• _Given exercise_: Reproduce everything in the data from the line containing "the blue cap;" down to the line containing "[(570, 25)]", changing "Annotation task" to "Labeling task" and leaving all else unchanged.

===== Supplied data

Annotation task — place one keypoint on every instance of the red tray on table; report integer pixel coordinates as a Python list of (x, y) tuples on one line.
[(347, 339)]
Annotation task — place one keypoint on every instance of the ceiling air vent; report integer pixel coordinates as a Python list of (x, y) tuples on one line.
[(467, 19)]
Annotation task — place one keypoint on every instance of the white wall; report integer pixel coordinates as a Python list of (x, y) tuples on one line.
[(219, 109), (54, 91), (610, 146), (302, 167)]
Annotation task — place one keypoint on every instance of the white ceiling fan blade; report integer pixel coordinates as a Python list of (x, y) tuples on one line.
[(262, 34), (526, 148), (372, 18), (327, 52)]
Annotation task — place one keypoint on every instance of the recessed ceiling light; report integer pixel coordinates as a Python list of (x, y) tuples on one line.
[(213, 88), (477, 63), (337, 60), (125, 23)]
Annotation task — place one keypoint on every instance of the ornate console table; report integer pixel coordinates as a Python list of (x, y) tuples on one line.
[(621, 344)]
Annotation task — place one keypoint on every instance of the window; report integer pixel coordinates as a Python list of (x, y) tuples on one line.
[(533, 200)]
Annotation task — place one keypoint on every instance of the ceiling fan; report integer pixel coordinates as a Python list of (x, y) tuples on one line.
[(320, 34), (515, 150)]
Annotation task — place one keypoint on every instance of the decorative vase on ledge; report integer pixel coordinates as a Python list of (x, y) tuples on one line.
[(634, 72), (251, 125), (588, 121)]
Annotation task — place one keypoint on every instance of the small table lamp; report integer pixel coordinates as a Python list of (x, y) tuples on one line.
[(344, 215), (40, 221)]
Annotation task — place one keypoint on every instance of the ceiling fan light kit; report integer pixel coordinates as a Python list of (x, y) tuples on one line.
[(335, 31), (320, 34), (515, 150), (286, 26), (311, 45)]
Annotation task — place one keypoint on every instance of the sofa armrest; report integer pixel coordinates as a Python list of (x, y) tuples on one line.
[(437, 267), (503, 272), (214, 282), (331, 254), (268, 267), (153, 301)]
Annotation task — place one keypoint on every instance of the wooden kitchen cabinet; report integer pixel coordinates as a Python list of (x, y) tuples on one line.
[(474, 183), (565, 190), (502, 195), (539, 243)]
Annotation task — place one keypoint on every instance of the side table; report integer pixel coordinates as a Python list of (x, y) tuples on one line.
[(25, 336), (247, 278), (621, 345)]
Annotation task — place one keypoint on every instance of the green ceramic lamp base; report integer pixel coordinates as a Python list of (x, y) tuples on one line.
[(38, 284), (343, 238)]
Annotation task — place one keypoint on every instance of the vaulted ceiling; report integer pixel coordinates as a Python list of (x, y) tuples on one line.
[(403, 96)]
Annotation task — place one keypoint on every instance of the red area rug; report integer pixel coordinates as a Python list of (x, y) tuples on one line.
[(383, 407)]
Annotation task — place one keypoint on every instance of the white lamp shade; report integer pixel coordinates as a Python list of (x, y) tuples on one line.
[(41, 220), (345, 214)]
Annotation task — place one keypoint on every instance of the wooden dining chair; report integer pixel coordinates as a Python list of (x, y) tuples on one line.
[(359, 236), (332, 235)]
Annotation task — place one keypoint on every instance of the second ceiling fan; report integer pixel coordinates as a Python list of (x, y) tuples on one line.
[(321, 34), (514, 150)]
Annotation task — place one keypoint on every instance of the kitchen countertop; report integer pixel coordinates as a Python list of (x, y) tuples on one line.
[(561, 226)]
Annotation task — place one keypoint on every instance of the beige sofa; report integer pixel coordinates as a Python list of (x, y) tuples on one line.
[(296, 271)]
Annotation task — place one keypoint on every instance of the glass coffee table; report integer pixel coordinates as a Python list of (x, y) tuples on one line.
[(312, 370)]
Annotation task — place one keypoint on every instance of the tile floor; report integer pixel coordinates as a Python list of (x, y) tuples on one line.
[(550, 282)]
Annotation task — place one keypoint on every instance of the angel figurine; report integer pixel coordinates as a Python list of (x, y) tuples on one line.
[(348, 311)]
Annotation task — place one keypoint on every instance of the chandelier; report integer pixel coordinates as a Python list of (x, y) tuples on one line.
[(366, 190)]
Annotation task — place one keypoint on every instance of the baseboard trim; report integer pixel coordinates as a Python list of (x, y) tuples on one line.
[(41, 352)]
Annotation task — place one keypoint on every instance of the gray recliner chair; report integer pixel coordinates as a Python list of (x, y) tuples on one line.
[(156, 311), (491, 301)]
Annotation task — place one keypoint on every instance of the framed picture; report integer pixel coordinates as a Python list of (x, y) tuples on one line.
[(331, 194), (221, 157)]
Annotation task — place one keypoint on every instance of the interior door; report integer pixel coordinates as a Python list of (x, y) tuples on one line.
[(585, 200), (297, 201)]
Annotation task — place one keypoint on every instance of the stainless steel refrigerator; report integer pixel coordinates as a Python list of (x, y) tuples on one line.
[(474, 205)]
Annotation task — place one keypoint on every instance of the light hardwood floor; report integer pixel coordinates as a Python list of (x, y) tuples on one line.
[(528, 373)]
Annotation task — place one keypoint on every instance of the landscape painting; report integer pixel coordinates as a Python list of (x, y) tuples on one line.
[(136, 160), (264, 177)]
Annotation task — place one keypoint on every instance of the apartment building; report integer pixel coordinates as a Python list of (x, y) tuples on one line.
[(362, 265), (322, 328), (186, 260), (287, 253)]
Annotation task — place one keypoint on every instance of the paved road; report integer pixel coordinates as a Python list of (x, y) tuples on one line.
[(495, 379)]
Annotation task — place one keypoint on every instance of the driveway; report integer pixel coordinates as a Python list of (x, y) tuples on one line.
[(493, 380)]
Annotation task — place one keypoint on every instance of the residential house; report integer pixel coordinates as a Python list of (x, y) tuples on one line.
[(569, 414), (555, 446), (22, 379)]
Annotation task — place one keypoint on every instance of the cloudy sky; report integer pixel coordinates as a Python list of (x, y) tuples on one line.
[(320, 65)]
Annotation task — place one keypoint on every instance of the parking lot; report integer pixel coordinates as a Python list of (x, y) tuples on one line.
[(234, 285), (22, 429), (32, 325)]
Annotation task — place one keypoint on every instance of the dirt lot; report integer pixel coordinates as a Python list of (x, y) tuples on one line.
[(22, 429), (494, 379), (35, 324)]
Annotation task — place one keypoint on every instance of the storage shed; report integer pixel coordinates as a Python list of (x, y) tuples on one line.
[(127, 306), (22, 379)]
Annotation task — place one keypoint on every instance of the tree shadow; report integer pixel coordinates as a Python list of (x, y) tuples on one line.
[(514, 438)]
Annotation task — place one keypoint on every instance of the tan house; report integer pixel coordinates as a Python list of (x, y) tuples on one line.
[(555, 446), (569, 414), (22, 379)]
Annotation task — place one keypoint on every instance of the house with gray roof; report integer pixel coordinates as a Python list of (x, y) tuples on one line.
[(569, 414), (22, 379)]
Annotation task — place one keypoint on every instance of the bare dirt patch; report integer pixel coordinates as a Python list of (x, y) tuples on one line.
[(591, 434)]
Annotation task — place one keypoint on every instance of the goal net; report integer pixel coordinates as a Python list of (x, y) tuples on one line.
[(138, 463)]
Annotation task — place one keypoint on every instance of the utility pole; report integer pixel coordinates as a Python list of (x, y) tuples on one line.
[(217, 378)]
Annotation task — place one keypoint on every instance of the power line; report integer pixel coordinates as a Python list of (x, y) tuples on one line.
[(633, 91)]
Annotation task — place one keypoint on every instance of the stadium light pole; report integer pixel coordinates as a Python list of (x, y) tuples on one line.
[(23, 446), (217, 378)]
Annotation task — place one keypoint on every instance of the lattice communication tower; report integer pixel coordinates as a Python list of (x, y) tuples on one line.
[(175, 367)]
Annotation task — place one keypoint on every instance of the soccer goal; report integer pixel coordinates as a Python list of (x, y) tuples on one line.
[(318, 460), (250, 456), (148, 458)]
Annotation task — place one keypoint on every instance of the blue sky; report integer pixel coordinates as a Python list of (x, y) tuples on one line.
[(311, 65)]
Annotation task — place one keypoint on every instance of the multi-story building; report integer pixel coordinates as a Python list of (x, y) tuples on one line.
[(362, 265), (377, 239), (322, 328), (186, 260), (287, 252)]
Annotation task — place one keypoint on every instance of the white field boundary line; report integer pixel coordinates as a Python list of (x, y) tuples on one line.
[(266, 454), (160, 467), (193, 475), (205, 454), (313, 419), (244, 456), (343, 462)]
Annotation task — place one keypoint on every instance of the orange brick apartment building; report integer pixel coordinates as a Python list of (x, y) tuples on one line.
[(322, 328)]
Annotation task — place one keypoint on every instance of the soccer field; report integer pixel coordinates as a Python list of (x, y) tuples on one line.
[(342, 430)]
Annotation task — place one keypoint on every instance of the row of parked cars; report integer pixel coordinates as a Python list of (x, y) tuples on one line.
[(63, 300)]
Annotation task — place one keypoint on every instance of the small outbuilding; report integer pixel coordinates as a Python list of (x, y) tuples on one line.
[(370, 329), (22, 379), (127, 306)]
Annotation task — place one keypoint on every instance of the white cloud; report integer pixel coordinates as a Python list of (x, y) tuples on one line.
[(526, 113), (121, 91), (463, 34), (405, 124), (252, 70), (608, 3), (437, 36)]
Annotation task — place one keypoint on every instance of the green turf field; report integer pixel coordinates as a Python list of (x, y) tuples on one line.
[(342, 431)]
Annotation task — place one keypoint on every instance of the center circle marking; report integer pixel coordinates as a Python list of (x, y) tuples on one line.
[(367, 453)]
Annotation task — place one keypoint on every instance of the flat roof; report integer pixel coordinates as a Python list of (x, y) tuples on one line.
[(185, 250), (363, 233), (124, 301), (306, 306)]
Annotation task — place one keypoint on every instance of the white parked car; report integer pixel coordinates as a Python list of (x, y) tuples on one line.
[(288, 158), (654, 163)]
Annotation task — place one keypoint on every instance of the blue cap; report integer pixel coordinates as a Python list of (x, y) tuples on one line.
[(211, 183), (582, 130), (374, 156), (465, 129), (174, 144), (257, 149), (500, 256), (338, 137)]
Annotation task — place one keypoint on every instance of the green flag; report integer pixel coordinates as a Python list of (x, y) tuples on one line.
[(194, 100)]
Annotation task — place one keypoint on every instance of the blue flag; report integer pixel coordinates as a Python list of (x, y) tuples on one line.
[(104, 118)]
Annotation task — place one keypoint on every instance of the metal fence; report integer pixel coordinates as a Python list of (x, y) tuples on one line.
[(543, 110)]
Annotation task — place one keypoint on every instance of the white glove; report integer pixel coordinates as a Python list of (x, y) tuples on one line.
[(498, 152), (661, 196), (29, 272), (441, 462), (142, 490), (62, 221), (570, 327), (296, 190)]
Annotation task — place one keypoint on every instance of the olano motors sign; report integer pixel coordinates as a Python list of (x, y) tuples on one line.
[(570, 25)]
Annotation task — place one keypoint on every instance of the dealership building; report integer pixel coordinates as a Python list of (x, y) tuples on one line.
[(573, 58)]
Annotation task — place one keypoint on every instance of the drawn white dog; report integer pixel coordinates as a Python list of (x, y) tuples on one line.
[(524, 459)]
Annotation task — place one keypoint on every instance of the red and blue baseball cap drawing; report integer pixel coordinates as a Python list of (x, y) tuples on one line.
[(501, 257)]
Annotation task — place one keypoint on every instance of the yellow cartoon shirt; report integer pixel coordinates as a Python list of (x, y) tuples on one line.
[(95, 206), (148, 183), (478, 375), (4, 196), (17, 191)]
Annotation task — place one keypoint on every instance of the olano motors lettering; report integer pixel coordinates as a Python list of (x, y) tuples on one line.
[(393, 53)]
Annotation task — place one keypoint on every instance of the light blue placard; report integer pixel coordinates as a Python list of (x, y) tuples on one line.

==========

• _Expected answer_:
Labeling task — place one keypoint on every instance of the blue cap; report integer pixel coordinates as a Python list of (x, y) tuples on one line.
[(211, 183), (582, 130), (374, 156), (465, 129), (174, 144), (257, 149), (500, 256), (338, 137)]
Labeling task — place one keypoint on every instance of the green flag; report integer pixel coordinates as a Python list of (x, y) tuples on one line.
[(194, 100)]
Labeling task — place one keypoint on every instance of the blue flag; report integer pixel coordinates as a Python list of (x, y) tuples on one line.
[(104, 118)]
Labeling task — place one keypoint on every instance of the metal fence; report integer pixel coordinates as a Python list of (x, y) tuples on one line.
[(543, 110)]
Labeling task — place one keypoint on every instance of the white glove; report integer pixel coordinates as a Python list of (x, y) tuples on one line.
[(498, 152), (661, 196), (29, 272), (441, 462), (142, 490), (62, 221), (570, 327), (296, 190)]
Labeling task — place one keypoint on every instance of the olano motors sign; report integer pixel coordinates as a Python list of (x, y) tuples on one line.
[(570, 25)]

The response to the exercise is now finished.